▸ **RECORDS FOR THIS TASK**:

▬▬▬

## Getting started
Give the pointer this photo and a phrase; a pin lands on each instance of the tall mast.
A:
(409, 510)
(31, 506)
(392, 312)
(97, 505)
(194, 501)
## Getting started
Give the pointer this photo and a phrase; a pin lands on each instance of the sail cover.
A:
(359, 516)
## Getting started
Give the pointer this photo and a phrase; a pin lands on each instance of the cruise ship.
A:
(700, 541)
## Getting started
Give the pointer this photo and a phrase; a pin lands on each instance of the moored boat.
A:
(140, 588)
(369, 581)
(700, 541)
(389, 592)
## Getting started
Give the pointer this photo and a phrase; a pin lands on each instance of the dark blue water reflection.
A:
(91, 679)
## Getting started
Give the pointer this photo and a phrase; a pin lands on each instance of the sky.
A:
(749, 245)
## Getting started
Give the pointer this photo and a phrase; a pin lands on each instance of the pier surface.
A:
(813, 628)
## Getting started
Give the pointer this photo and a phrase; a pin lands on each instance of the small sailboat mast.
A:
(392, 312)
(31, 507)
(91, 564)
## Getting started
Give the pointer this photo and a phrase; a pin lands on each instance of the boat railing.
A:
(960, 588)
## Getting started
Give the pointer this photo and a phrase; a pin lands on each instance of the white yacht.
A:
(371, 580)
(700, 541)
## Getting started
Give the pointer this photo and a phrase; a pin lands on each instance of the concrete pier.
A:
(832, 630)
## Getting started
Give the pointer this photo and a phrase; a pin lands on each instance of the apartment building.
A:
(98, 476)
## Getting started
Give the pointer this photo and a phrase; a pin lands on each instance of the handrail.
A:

▬▬▬

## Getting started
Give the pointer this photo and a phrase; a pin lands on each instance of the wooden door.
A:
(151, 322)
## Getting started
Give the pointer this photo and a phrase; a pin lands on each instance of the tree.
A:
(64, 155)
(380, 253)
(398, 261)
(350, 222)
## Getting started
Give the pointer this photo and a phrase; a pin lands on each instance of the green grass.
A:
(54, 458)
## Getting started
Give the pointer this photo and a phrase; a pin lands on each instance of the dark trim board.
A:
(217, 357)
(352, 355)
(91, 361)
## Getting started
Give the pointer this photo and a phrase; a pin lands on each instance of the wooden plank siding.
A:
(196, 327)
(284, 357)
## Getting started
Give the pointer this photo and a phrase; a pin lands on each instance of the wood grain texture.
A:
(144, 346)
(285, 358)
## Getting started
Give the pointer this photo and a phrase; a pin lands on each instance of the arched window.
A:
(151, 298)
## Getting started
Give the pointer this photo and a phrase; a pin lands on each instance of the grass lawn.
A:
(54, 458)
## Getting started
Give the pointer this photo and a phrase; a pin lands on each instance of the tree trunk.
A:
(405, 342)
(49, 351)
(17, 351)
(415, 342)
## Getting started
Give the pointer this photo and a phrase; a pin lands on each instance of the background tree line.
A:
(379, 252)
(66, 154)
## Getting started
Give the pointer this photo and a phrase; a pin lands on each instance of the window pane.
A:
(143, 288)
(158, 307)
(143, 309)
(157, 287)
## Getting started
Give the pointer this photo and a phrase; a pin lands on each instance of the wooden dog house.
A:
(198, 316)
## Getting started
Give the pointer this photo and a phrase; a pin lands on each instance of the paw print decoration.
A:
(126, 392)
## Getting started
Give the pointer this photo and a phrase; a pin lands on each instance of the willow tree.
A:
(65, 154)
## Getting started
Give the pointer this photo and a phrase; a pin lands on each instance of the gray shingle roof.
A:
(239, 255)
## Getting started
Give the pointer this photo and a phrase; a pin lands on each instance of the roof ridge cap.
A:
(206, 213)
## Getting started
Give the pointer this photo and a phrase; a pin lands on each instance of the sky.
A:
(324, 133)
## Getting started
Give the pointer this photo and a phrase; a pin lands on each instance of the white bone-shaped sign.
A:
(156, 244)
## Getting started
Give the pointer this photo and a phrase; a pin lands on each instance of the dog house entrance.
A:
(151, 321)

▬▬▬

▸ **PROBLEM STATEMENT**: Find the word "wooden" in the entries. Copy each line that holds it.

▸ **ANSWER TO THE PROBLEM**:
Give the pointer this photo and a phrase; a pin lands on each instance of the wooden door.
Give the pointer this photo and a phrase; a pin lands on each instance of the wooden plank siding.
Give the pointer this photo and a phrase; a pin lands on each instance of the wooden dog house.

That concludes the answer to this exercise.